### Supplied text ###

Panbo

KEP dual touch marine monitor, in the real world

... written for Panbo by Ben Ellison and posted on Apr 16, 2012
Adam_White_Yankee_Marine_KEP_dual_touch.jpg

Here's one way to test a newly installed KEP Marine Glass Bridge Monitor, supposedly the first with dual touch technology (which happens to work well with Windows 7). The owner of this J160 racer/cruiser was purportedly very happy with it last season, but there was, in fact, a problem getting the touchscreen signals to consistently make the 25 foot trip from the helm to the nav station PC below. Adam White (left) -- former electronics guy and now service manager at Yankee Marina & Boatyard -- worked with KEP to solve the issue...

Actually White used extenders for both the VGA and USB lines due to both the length and the tightness of the cable runs. Apparently the Intelix VGA balun solution worked fine, but the Quiktron USB Superbooster not so much, occasionally losing signals after a half hour's use. Just the sort of failure that can drive an installer or manufacturer nuts, not to mention the boater paying the bills, if the problem isn't detected first. At any rate, KEP suggested a more expensive Extron USB Extender, and that's working fine with Windows Solitaire or touch friendly programs like Nobeltec Admiral seen below...

Yankee_Marine_KEP_dual_touch.jpg

KEP may not be a familiar name to many boaters, but it's a big company which has built a lot of very nice marine monitors under other brand names. For instance, rumor has it that KEP manufactured the original Raymarine G Series screens, and are now making Simrad's new -- but little publicized -- MO-L series LED-backlit monitors. The marine division of KEP also makes computers as well as AV and vessel monitoring systems.
   Here's a peek at the J160's well-equipped nav station, where you can see a standard Samsung monitor apparently sharing the same PC as the helm display. The boat also seems to have a Furuno NavNet Vx2 radar/plotter, two on-deck cameras, and an Iridium phone sharing a Panasonic handset system with a cell set. I like the paint masking tape used to remember critical info, and note that Adam's phone number made the cut!

### Raw records ###

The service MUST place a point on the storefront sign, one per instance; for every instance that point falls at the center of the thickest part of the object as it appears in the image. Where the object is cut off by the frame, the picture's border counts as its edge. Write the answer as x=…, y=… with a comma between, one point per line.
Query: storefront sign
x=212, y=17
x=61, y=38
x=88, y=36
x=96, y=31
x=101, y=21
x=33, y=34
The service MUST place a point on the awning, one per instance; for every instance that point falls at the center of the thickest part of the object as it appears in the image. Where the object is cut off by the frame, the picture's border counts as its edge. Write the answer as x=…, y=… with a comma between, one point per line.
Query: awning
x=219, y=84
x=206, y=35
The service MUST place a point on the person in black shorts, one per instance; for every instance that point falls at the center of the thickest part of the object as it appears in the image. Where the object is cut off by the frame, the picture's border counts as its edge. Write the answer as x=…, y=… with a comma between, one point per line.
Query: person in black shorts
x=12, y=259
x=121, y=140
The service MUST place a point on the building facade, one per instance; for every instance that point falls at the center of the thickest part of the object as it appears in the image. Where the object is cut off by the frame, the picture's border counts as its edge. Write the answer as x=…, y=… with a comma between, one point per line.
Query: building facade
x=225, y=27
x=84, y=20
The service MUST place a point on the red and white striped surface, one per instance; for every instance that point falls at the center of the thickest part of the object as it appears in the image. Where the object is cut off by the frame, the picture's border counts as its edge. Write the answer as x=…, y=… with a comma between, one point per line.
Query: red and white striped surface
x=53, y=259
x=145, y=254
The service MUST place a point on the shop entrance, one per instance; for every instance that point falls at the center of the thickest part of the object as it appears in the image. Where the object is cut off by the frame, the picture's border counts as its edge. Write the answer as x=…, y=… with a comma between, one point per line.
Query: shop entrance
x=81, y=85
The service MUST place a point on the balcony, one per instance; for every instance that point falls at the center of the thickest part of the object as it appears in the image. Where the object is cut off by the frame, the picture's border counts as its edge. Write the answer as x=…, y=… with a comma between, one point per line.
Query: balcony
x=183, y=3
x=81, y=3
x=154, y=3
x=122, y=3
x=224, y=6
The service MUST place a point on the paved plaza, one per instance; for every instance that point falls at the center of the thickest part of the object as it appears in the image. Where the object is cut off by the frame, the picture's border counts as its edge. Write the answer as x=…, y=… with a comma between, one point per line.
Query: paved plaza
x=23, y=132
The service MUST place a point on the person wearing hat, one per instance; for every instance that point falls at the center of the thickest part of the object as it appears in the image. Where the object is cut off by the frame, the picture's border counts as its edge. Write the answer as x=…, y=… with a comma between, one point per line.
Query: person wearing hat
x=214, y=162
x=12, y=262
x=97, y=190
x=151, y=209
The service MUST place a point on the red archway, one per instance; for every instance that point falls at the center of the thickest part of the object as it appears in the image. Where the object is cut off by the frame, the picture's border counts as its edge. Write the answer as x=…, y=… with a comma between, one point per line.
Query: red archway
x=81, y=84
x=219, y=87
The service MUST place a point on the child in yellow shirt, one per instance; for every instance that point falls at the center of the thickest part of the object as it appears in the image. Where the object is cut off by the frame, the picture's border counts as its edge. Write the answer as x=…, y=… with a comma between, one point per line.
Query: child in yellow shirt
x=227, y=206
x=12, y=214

###

Problems
[1] List every extender product that the KEP monitor article names as part of White's installation.
[2] Reproduce the part of the KEP monitor article that begins with the words containing "KEP dual touch" and ends with "solve the issue...".
[3] According to the KEP monitor article, how far did the touchscreen signals have to travel from the helm to the nav station PC?
The dataset items are separate from the KEP monitor article and should be treated as their own material.

Responses
[1]
- Intelix VGA balun
- Quiktron USB Superbooster
- Extron USB Extender

[2]
KEP dual touch marine monitor, in the real world

... written for Panbo by Ben Ellison and posted on Apr 16, 2012
Adam_White_Yankee_Marine_KEP_dual_touch.jpg

Here's one way to test a newly installed KEP Marine Glass Bridge Monitor, supposedly the first with dual touch technology (which happens to work well with Windows 7). The owner of this J160 racer/cruiser was purportedly very happy with it last season, but there was, in fact, a problem getting the touchscreen signals to consistently make the 25 foot trip from the helm to the nav station PC below. Adam White (left) -- former electronics guy and now service manager at Yankee Marina & Boatyard -- worked with KEP to solve the issue...

[3] 25 feet